● SELECTED TEXT:
■ ■ ■ ■ ■ ■ ■

3. Rolled oats versus extruded breakfast cereals

Jumbo rolled oats are the best easy-to-make wholegrain cereal you can buy. They are rolled from the whole kernel, whereas instant oats have the kernel removed before slicing and chopping. Jumbo rolled oats are the only cereal that has only one ingredient on the packet – and the only cereal that isn’t advertised on television. Our kids soak jumbo rolled oats and then eat them raw. This way they get living digestive enzymes, prebiotics, full-fibre, complex carbohydrates, essential fatty acids and plantioxidants, and it is predigested, easy-to-absorb and super-nutritious. They love it. They sometimes add a touch of salt or a chopped-up banana. If oats do not agree with you, there are many other easy healthy options, such as hulled millet, quinoa flakes and wholegrain rice cereals. I soak raw muesli and have it for breakfast. My basic muesli recipe is available to download on our website: jasonshonbennett.com.

■ ■ ■ ■ ■ ■ ■

● EXERCISE BRIEF:
Could you continue the passage on rolled oats versus extruded breakfast cereals from its final sentence? The records have nothing to do with this.

■ ■ ■ ■ ■ ■ ■

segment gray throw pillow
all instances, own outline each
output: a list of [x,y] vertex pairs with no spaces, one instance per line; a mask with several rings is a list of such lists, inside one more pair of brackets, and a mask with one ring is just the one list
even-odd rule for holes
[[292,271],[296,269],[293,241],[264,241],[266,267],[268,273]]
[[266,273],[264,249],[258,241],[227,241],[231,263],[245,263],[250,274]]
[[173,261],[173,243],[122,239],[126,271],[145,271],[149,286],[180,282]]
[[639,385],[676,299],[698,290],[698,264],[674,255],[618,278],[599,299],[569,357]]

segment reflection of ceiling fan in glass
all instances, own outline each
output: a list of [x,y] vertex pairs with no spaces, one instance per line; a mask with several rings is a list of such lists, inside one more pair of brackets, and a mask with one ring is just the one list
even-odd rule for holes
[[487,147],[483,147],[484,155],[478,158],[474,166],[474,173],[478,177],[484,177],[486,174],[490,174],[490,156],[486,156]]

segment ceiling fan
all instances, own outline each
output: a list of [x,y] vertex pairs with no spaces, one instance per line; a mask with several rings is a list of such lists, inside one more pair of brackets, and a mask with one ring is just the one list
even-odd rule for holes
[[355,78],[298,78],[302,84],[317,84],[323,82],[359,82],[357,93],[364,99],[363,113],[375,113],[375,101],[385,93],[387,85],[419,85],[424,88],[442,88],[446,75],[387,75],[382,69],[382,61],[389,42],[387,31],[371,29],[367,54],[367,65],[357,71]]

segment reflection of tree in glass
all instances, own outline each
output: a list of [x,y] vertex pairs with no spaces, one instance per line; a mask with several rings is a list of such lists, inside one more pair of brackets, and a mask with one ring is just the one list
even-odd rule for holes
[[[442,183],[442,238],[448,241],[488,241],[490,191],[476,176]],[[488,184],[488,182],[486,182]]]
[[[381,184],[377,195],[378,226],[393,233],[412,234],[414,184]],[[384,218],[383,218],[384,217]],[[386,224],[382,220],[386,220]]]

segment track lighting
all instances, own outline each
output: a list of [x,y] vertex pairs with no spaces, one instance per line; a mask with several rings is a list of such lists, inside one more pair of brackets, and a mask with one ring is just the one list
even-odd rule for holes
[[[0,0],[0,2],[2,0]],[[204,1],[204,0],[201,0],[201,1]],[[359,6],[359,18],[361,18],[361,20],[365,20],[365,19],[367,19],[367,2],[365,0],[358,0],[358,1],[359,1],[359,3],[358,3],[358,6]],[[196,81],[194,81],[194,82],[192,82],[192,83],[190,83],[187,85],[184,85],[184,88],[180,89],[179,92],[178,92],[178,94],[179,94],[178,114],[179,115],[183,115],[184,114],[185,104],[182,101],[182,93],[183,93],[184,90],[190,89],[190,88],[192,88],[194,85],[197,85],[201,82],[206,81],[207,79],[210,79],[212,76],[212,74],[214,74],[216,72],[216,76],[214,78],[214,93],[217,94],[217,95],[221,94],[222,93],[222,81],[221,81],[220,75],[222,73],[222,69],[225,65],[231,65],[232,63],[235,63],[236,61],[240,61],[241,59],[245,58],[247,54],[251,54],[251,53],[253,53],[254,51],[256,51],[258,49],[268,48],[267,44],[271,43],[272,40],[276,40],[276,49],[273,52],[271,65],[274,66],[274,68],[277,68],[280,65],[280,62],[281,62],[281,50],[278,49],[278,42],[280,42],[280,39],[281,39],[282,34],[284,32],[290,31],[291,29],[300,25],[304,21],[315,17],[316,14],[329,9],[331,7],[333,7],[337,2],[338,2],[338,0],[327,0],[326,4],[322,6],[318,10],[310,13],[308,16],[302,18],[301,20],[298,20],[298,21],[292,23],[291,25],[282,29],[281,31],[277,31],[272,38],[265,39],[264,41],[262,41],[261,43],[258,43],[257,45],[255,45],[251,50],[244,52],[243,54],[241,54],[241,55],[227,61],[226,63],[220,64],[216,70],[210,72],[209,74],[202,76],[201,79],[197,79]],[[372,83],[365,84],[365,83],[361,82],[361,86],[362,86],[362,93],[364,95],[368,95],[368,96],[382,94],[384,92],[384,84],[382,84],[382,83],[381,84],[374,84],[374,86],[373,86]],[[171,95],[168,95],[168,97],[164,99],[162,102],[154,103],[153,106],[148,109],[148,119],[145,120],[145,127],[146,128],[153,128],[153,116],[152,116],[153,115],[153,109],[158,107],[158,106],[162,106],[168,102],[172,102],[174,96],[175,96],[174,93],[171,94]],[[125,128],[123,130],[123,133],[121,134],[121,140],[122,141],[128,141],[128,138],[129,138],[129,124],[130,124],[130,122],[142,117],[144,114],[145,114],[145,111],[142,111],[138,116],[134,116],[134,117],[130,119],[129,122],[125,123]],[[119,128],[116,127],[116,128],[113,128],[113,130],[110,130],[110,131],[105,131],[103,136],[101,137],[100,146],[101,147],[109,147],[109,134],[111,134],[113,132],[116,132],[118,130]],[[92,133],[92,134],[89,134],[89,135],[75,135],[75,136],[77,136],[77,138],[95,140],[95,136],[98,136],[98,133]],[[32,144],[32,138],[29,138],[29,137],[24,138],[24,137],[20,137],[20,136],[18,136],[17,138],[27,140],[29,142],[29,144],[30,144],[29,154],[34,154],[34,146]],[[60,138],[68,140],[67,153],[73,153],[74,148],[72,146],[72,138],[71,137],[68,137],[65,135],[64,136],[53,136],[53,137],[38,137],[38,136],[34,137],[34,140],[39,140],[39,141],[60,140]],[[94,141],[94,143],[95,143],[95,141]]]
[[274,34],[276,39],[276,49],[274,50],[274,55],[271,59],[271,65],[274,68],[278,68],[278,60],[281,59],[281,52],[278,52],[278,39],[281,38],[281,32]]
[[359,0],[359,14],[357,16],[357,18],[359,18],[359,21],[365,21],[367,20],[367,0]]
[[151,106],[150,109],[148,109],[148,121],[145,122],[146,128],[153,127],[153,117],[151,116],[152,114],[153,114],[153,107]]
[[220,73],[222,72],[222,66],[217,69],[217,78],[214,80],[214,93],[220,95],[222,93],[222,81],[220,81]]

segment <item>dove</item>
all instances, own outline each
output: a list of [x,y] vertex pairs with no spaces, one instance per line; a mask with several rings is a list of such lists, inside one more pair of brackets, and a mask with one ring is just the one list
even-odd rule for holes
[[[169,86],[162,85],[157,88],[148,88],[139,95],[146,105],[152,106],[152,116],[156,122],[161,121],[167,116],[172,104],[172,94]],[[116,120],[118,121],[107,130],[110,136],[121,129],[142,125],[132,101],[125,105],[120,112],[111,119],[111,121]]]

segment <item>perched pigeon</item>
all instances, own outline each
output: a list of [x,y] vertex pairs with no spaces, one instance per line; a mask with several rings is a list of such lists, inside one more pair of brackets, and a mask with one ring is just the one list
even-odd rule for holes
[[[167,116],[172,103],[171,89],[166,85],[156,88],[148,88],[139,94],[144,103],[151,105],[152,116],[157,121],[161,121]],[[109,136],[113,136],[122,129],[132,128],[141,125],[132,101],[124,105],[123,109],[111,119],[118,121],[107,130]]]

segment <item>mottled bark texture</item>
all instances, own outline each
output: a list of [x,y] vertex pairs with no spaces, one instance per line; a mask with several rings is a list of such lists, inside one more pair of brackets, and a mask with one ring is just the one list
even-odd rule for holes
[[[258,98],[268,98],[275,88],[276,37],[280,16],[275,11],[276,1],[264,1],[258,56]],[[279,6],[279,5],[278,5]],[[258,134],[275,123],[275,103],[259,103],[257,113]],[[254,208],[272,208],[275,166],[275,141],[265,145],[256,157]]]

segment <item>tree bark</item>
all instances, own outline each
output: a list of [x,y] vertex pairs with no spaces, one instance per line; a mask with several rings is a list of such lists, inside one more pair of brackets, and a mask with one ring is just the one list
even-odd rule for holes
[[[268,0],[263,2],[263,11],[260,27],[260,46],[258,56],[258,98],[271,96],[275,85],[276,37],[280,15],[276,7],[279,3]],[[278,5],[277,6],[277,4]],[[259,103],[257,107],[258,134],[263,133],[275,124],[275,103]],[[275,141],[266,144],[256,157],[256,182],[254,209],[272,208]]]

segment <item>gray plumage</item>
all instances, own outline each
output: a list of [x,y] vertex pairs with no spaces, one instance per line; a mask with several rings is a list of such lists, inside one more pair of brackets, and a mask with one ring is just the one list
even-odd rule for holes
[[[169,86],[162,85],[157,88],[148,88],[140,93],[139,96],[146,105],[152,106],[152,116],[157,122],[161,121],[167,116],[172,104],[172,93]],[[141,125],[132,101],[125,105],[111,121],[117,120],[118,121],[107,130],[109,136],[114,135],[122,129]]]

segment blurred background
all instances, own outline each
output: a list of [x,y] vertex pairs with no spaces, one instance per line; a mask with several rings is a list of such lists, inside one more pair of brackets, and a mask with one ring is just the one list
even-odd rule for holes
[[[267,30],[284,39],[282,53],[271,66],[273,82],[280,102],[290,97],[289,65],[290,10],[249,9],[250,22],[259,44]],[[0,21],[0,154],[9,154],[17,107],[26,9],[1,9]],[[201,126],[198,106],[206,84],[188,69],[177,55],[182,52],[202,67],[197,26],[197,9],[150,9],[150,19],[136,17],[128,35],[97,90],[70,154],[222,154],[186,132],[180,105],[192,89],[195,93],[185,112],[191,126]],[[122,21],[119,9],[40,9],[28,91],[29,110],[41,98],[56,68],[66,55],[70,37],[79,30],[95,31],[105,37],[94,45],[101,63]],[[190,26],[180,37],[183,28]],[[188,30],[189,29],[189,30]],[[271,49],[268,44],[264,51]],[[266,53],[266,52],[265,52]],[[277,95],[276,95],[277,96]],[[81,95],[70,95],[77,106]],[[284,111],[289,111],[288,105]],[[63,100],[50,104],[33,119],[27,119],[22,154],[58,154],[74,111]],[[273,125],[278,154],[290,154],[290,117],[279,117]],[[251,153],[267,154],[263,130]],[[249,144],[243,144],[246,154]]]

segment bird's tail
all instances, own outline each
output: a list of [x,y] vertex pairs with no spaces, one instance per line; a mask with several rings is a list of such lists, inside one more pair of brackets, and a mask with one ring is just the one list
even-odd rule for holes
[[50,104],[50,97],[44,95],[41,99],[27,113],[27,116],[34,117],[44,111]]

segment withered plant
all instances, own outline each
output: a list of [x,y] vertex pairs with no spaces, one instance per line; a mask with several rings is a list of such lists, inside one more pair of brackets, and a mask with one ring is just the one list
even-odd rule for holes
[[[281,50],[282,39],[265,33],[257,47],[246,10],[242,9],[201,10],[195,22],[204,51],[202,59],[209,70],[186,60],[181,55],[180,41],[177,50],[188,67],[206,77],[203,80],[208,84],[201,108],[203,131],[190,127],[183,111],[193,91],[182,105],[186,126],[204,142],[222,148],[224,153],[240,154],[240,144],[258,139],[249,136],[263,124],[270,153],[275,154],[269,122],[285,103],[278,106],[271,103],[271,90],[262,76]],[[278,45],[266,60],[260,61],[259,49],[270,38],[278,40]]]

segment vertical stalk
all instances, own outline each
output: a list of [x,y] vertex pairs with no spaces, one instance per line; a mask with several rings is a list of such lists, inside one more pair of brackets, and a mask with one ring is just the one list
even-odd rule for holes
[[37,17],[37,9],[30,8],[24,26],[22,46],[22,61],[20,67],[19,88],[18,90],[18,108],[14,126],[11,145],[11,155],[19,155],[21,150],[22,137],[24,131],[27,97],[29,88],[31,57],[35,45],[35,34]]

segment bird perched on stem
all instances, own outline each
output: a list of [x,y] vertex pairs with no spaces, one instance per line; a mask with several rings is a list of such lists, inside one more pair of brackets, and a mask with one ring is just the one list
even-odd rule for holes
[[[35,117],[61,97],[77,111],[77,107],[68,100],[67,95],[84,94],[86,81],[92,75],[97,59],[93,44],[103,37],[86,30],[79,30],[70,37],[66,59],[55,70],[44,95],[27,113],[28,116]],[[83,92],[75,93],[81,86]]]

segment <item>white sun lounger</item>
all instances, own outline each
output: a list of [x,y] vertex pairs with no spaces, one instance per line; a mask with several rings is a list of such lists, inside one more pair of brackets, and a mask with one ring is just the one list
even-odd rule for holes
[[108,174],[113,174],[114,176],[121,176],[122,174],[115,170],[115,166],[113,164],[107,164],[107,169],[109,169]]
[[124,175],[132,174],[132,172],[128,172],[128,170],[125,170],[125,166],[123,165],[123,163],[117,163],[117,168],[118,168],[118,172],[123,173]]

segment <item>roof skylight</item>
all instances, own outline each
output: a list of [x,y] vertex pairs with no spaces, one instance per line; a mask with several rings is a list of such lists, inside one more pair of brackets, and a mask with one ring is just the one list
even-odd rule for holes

■ ■ ■ ■ ■ ■ ■

● TASK ANSWER:
Do not trust the marketing of breakfast cereals. It is full of dubious claims and outright lies about health and wellbeing. The cereal industry thrives on convenience and marketing peer pressure (jungle cartoons?). They know all it takes is a chair, a bowl, some sugar and some milk, and the first meal of the day is ‘sorted’ for many stressed parents. Many cereals claim to be good for us, despite containing ten heaped spoonfuls of sugar per helping, no fibre, no nutrition at all, and unhealthy levels of fat and salt. The ‘puffed, snapped, crackled and popped’ breakfast cereals really means that the structure of grains has been altered and denatured. This production line (called extrusion) forces the grains through tiny holes at very high temperatures and pressure. The extrusion process disrupts and distorts the precisely folded proteins in the grains; it renders the food toxic to the nervous system and destroys the nutrients leaving acidic, anti-nutrient starch. Then white sugar, additives, chemicals and preservatives are added. And when we eat them we add reconstituted pasteurised cow’s milk and more white sugar. Extruded cereals are cheap, nasty and nutritionally empty and strip the body of nutrients. The sugar, high-fructose corn syrup, artificial flavouring and partially hydrogenated fat content make them deadly and addictive.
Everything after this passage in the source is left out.